▶ Work order: The response should hold each line from the entries below where "instance" is found.

Extracted records:
· · · · ·
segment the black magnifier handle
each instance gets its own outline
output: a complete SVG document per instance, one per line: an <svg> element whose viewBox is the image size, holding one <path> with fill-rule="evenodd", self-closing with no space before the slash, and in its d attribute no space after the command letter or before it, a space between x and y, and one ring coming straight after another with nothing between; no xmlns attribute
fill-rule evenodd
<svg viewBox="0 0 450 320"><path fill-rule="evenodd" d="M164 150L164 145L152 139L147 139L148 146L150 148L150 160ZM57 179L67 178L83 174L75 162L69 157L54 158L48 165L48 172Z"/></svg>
· · · · ·
▶ Output for this exercise:
each instance gets its own outline
output: a complete SVG document per instance, one per line: an <svg> element whose viewBox is the image size, holding one <path> with fill-rule="evenodd", self-closing with no space before the slash, and in its d attribute no space after the command letter or before it, a space between x and y, and one ring coming straight after another with nothing between; no xmlns attribute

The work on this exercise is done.